EFF encouraged members to tweet to Legere, and Legere responded again in a video saying, “There are people out there saying we’re ‘throttling.’ That’s a game of semantics, and it’s bullsh-t.” In a ironic twist, some noted, his video message was available only in a high-quality 1080p video on YouTube, which wouldn’t be available via Binge On on a mobile device because YouTube is not one of the companies partnering with the carrier to make its content available.

On Jan 11, Legere released a less-colorful open letter to consumers informing them on the benefits of Binge On and reiterating that “T-Mobile is a company that absolutely supports Net Neutrality.”

What’s Next:
Does Binge On violate net neutrality? No one’s certain at this point. First Amendment lawyer Marvin Ammori believes Binge On does violate net neutrality, and called on the FCC to stop the practice, in addition to other net neutrality violating practices occurring in the industry. In a December article he said, “Unless the FCC investigates and stops these practices across the Internet market, its vaunted net neutrality rule could be remembered more as useless, lovely poetry than breathing, living law.”

(Point labeling dataset excerpts)
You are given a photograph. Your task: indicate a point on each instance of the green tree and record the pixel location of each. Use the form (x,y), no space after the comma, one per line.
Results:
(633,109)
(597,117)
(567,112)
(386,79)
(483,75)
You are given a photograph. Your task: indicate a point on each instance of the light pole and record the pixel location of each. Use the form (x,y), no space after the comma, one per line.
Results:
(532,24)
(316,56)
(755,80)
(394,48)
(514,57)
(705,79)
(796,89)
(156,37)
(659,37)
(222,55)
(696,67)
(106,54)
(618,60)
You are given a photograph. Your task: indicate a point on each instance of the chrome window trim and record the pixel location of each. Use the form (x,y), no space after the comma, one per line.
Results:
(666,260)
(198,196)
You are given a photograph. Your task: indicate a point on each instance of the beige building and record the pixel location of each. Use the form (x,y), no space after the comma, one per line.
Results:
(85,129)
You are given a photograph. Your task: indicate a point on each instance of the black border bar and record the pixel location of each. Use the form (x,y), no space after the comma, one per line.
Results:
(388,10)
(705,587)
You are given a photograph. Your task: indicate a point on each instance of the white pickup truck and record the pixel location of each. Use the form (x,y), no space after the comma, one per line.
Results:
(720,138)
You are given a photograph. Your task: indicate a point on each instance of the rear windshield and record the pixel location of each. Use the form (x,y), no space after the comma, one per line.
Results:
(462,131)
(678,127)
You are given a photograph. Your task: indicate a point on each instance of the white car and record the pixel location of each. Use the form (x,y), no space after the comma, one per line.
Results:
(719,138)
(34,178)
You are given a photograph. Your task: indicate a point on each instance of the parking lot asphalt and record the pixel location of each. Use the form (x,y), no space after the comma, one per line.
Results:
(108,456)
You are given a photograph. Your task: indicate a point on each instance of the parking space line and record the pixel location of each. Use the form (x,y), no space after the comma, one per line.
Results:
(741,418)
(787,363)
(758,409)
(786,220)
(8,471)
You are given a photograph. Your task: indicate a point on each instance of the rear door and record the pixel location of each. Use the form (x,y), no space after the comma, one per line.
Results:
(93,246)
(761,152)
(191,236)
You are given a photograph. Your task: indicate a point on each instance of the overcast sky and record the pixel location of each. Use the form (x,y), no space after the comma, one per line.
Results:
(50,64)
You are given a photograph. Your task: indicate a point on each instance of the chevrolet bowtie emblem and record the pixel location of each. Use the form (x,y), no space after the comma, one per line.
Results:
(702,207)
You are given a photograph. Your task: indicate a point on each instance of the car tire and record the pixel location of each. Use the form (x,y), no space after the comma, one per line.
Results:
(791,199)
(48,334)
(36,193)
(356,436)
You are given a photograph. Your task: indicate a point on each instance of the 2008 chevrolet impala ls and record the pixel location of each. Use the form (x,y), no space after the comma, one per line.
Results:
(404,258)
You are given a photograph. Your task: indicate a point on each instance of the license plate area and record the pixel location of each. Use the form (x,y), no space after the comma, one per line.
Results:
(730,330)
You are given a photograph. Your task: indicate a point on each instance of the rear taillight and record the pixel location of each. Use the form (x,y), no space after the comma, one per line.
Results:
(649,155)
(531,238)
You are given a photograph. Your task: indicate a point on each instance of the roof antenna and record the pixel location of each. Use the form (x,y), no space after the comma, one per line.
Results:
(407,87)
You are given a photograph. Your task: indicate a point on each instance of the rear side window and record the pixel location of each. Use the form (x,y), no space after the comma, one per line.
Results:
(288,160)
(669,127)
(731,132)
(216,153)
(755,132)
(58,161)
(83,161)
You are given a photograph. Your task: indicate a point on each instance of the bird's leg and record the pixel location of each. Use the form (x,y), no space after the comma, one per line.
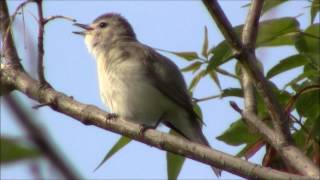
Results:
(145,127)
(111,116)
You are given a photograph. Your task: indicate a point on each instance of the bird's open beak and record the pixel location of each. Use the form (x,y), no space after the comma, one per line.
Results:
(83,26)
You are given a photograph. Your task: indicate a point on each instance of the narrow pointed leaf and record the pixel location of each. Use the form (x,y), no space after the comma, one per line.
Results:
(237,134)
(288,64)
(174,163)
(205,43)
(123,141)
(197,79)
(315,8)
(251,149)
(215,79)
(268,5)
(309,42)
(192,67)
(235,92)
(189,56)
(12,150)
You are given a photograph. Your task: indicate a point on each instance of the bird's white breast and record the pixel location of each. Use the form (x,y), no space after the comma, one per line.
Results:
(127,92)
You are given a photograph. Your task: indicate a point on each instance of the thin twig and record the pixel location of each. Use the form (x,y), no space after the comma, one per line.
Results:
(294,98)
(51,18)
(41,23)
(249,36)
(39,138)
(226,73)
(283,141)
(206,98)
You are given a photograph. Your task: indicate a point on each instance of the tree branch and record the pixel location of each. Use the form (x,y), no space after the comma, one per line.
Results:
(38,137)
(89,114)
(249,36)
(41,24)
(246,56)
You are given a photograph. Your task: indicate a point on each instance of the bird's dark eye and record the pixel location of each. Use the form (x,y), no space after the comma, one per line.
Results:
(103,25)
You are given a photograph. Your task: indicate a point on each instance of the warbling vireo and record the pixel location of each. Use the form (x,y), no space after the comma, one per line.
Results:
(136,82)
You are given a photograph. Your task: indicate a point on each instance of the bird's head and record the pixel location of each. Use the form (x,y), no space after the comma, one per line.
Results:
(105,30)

...

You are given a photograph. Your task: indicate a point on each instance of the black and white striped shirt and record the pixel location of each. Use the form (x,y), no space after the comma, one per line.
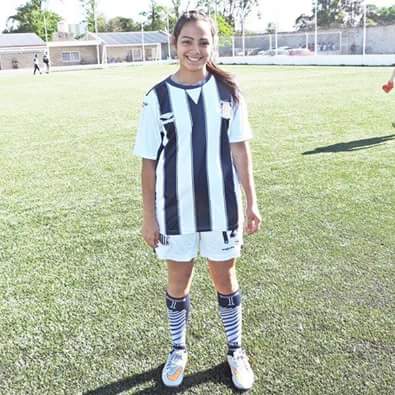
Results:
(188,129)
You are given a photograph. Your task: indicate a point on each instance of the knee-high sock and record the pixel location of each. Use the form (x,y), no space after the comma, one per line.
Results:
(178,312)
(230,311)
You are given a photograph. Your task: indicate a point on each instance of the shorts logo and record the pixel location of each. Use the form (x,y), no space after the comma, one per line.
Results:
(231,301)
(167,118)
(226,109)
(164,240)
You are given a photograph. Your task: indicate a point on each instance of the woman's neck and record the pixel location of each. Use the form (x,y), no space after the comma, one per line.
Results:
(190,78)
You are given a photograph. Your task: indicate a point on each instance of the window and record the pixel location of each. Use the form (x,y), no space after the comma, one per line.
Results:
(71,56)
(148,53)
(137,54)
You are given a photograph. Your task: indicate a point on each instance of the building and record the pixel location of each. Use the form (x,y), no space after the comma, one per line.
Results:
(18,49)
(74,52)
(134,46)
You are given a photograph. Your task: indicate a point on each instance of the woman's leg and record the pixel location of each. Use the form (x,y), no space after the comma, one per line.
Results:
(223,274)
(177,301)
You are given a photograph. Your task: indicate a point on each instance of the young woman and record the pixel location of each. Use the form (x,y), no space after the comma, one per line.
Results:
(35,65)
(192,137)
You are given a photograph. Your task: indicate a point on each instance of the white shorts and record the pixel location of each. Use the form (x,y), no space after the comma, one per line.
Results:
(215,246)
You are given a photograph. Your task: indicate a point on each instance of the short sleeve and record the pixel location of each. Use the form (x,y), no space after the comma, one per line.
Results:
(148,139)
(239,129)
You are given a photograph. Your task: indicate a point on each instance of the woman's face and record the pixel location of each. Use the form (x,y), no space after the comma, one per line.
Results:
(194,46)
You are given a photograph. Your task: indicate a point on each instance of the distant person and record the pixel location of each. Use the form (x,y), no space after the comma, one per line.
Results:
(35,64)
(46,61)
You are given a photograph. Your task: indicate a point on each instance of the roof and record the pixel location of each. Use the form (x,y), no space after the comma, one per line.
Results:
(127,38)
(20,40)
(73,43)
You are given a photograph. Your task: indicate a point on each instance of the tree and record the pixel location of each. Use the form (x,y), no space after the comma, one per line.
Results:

**DIRECTIONS**
#1 According to the Binge On passage, why was Legere's video message seen as an ironic twist? Answer in one to three sentences.
#2 Please gather every line of the records that contains the word "shorts".

**THE ANSWERS**
#1 His video was available only in high-quality 1080p on YouTube. That video wouldn't be available through Binge On on a mobile device, because YouTube is not one of the companies partnering with the carrier.

#2
You are given a photograph. Your task: indicate a point on each instance of the shorts logo and record the pixel location of each. Use the form (x,y), no space after the comma, one per line.
You are given a photograph. Your task: indicate a point on each instance of the white shorts and record the pixel location of each. Use the form (x,y), no space after the comma, one per line.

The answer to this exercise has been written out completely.